INSTRUCTION:
List each line of the rows below that contains the string "corners". Case counts.

EXERCISE DATA:
================================
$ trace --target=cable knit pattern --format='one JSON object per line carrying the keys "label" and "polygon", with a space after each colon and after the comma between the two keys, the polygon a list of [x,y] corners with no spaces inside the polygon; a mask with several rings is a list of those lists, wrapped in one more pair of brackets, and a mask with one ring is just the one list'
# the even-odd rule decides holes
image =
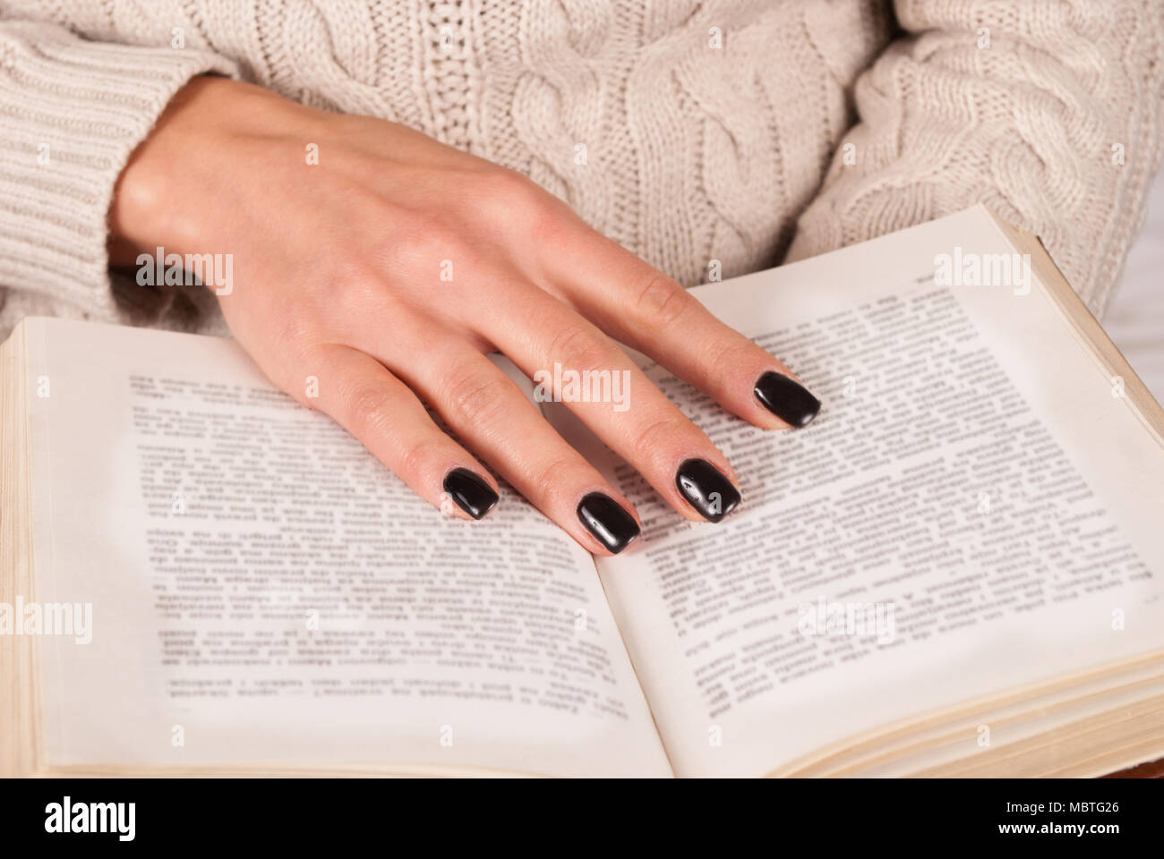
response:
================================
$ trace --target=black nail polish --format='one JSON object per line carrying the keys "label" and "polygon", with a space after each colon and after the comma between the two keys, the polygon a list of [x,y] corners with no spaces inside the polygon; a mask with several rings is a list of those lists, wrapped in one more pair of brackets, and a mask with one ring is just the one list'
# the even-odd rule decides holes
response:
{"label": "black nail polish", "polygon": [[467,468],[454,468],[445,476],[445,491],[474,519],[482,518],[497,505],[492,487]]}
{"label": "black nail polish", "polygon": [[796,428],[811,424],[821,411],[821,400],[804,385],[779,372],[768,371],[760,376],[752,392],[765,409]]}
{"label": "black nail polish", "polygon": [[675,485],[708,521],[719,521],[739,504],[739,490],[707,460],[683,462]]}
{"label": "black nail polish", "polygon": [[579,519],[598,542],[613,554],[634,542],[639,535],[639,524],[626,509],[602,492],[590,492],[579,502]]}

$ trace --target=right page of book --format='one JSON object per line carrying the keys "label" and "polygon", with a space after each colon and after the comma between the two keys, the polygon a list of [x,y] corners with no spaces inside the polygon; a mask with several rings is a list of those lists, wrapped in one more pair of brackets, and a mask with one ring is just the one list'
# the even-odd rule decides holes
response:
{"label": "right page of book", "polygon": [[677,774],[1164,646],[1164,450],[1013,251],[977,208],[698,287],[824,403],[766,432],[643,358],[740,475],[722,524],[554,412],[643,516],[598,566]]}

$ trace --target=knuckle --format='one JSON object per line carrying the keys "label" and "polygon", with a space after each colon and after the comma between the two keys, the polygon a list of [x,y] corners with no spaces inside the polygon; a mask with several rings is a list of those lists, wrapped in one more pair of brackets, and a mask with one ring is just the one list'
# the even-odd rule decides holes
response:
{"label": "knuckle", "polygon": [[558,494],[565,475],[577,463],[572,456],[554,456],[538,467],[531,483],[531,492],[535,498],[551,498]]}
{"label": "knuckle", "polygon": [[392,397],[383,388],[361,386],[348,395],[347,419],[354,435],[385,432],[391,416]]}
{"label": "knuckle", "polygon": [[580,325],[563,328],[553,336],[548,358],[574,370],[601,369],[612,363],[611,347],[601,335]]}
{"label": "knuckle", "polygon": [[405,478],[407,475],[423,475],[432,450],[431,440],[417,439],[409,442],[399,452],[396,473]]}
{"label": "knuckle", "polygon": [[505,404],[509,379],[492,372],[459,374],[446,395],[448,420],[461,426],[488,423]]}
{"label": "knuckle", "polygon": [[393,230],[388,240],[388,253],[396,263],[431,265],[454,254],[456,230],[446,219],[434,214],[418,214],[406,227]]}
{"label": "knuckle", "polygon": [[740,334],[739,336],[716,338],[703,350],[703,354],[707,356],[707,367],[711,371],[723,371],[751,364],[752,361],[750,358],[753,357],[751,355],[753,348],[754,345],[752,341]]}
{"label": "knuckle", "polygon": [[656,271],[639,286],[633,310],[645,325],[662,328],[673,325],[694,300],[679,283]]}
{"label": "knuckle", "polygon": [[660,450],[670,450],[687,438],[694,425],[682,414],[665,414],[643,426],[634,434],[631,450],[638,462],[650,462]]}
================================
WRITTEN SOLUTION:
$ trace --target=cable knit pattern --format='one JSON object per line carrying the keys "label" and "polygon", with a space after each colon and after the comma between the two keys, the polygon a list of [x,y] corners with no spaces inside the polygon; a mask with several rings is a list of those lists, wrapped in one more pair of brackets, and a mask with one ring is just the one list'
$ trace --target=black nail polish --format='one JSON object per line carrying the keys "label" and "polygon", with a space after each colon and after the comma between the two keys, the polygon a list of [x,y] corners with no spaces inside the polygon; a mask with several rings is a list of those lists, wrapped in one more pair of brackets, and a mask with one ring is just the one list'
$ trace --target=right page of book --format='one JSON object per line carrying the keys "label" and "polygon", with a space after each colon and after the comma between the two keys, the polygon a list of [x,y] corners with no spaces inside the polygon; a mask with several rings is a list of those lists, wrapped in one more pair of brackets, and a mask with one ring is just the one list'
$ trace --target=knuckle --format='one JSON object per line carrying the keys "label" and "polygon", with a space after each colon and after the comma between the two keys, the polygon a list of [x,y] corners with no spaces inside the polygon; a mask with several rings is a list of those lists, wrapped in one more pair of brackets, and a mask with one ring is just the one list'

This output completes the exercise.